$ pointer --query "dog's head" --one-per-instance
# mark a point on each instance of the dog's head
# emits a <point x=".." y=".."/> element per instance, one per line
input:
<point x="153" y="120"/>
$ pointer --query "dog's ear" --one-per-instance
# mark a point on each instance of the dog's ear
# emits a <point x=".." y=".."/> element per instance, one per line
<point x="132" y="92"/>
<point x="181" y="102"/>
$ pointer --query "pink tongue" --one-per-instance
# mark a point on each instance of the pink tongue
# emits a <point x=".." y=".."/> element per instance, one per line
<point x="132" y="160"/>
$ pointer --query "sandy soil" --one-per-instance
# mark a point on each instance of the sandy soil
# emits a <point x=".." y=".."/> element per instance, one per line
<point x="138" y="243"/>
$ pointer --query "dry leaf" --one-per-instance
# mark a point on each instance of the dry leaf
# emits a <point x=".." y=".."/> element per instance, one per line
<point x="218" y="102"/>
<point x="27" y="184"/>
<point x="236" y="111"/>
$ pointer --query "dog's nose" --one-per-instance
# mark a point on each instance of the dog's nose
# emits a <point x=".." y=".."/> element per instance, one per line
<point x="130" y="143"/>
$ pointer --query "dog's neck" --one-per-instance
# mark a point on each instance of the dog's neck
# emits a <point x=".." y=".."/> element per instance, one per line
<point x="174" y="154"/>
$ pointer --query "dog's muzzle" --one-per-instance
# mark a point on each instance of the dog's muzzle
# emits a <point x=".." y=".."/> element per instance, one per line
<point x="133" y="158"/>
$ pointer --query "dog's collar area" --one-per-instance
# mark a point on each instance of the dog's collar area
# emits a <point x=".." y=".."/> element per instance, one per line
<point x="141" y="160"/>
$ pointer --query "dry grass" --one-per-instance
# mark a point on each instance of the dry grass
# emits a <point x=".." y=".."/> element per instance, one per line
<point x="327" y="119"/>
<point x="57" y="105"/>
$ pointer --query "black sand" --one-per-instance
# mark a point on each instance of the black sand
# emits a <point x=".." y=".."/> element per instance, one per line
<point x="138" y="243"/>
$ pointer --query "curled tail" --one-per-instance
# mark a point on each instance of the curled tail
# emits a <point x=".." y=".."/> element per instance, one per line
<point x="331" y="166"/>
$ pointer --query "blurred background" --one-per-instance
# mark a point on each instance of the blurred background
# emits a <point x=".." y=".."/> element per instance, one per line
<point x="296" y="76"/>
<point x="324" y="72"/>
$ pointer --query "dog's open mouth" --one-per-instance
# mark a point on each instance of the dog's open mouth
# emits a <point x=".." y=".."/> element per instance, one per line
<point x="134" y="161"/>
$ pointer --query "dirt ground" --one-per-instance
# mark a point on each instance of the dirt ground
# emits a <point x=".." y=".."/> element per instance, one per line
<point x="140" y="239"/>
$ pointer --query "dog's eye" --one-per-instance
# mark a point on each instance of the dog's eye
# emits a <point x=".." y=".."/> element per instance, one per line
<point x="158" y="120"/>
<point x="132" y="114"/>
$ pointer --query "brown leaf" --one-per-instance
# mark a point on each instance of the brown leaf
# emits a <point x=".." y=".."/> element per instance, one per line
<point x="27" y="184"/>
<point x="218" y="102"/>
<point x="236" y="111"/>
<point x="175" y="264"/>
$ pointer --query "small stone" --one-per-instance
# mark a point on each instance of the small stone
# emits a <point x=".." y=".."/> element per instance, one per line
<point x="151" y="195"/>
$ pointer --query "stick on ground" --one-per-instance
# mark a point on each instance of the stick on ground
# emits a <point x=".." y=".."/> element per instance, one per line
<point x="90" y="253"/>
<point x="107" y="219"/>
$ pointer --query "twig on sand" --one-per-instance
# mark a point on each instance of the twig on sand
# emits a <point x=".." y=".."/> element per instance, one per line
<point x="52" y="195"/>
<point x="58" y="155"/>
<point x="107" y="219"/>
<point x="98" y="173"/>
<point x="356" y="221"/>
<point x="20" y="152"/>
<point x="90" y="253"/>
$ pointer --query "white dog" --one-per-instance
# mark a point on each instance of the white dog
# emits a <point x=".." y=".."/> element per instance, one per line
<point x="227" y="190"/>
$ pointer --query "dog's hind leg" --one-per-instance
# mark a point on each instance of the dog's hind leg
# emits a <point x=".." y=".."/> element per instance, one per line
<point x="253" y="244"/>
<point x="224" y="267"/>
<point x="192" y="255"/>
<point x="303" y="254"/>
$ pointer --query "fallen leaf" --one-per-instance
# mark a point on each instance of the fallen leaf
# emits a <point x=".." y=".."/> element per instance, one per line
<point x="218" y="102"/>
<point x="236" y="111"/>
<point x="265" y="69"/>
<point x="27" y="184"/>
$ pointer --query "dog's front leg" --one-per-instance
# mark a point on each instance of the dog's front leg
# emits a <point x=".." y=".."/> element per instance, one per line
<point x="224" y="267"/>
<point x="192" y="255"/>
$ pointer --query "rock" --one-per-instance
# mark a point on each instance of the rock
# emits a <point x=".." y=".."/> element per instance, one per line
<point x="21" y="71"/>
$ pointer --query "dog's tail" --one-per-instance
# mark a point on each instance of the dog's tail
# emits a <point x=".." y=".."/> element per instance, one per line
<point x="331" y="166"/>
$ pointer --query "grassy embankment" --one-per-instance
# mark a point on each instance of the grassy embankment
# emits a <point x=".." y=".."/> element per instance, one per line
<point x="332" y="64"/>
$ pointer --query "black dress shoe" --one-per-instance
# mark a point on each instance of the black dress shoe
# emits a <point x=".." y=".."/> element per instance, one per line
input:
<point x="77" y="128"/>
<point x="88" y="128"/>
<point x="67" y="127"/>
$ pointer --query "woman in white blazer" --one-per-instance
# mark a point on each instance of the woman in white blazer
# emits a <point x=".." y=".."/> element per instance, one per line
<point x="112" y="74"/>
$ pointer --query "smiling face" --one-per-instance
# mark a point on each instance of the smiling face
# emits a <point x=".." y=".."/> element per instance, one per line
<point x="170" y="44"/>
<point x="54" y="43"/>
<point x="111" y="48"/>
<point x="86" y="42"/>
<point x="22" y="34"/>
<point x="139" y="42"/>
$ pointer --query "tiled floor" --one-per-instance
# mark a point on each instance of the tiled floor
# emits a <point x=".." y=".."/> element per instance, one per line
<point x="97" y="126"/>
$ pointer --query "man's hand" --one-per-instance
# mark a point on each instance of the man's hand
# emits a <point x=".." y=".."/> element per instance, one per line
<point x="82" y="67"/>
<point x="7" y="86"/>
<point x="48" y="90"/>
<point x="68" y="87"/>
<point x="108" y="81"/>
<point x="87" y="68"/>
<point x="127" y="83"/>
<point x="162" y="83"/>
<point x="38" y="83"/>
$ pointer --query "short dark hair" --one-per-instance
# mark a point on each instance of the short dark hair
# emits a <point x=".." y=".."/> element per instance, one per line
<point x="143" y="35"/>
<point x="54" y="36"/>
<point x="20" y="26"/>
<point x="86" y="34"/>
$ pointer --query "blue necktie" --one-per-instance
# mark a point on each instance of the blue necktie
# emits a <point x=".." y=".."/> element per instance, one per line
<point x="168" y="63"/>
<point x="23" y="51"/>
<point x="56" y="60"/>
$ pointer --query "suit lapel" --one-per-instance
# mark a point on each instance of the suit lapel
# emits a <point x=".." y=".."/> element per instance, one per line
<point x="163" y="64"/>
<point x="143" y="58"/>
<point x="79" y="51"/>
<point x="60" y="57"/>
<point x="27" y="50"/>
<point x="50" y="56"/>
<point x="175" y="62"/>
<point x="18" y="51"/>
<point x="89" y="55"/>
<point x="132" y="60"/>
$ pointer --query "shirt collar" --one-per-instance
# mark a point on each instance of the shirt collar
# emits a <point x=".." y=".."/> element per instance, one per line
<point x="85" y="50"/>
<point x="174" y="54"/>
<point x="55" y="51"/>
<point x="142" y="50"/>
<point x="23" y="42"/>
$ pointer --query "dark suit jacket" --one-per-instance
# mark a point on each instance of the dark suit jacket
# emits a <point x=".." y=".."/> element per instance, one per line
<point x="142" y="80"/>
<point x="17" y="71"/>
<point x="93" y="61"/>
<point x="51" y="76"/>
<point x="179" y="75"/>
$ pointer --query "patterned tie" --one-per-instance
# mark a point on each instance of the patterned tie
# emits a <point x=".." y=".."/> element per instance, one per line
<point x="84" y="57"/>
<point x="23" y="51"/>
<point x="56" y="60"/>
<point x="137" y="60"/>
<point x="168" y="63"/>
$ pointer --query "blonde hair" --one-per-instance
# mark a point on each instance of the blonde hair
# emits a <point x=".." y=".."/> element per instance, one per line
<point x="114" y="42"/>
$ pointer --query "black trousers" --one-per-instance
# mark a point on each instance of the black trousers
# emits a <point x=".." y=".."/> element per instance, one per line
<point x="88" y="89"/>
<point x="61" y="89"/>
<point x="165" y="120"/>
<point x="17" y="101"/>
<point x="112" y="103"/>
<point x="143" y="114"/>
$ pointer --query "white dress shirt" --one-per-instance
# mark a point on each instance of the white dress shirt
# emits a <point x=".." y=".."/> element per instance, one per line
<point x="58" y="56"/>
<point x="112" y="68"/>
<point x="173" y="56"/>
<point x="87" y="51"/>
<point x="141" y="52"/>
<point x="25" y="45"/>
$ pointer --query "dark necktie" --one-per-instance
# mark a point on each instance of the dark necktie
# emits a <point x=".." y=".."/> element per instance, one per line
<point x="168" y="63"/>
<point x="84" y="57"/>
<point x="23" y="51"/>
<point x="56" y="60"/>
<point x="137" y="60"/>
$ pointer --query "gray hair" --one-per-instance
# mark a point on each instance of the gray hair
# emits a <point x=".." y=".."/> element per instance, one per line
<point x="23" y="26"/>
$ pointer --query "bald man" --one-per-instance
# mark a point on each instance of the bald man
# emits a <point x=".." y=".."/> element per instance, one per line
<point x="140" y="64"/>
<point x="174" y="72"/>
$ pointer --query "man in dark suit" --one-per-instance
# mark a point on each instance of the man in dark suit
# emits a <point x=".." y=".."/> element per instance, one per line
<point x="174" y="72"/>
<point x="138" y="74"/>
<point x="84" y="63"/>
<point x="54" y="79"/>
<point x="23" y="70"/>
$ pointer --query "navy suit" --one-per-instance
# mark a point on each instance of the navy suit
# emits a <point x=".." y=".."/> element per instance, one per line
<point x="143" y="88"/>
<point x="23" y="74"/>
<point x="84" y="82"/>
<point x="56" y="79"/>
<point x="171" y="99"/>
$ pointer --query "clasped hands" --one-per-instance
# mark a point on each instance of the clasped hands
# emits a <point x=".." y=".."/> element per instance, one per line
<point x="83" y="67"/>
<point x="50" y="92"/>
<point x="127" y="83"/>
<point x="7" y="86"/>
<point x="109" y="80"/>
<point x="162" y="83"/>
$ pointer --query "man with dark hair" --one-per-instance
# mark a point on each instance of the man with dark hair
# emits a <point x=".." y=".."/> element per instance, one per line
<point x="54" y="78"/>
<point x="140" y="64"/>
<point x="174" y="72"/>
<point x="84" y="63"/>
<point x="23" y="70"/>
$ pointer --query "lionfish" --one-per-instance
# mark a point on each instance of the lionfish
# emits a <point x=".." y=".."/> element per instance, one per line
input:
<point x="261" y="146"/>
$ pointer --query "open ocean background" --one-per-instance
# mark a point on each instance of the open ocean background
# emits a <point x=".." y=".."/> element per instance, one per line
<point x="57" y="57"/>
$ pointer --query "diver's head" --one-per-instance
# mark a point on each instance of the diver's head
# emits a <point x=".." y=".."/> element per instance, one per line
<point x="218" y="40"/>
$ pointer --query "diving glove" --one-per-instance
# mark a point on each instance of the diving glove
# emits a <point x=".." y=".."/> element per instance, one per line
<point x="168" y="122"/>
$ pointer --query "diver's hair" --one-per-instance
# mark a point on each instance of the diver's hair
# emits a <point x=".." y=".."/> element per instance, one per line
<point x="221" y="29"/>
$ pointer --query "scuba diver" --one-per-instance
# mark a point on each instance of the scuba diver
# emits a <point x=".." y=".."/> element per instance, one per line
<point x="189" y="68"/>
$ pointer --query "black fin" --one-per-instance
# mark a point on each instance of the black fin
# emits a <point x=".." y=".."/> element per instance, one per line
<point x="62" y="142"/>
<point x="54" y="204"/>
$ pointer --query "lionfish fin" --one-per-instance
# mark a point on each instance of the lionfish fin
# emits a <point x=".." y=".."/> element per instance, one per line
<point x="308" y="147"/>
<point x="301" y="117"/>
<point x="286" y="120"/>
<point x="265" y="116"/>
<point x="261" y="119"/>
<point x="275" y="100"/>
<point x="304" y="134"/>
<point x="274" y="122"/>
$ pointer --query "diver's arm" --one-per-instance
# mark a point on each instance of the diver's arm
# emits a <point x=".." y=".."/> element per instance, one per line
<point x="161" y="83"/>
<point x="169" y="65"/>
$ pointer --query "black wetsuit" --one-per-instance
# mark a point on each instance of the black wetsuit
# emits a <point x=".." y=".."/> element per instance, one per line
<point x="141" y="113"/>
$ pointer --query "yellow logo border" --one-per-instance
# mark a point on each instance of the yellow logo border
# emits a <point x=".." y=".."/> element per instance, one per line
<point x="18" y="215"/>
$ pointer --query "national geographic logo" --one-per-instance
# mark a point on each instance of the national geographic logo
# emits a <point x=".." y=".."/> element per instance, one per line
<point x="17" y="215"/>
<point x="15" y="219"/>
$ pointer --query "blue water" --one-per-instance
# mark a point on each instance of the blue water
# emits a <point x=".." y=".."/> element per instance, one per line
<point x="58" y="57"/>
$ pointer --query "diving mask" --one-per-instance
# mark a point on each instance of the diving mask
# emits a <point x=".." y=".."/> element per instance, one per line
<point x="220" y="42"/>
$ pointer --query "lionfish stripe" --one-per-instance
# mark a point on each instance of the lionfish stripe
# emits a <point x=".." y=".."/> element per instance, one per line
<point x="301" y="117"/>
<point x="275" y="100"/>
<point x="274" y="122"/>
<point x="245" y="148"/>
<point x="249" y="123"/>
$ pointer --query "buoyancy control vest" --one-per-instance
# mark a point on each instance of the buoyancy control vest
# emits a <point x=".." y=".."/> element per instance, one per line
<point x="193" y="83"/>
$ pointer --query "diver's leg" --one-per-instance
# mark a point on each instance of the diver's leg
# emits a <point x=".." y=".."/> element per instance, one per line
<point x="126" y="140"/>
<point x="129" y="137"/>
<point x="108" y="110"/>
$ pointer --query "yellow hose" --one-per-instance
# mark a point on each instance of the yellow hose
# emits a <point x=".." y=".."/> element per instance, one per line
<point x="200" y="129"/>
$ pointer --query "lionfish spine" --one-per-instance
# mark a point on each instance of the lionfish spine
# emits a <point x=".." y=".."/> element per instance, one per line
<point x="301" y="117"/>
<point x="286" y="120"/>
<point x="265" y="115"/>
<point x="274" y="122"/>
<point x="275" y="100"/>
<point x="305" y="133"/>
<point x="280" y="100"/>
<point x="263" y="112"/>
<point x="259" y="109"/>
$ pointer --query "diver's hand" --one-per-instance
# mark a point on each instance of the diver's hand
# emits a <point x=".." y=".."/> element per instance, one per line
------------------------------
● What you will do
Count the lines of the records above that contain the string "embankment", with case counting. Give only the number.

● Answer to the problem
2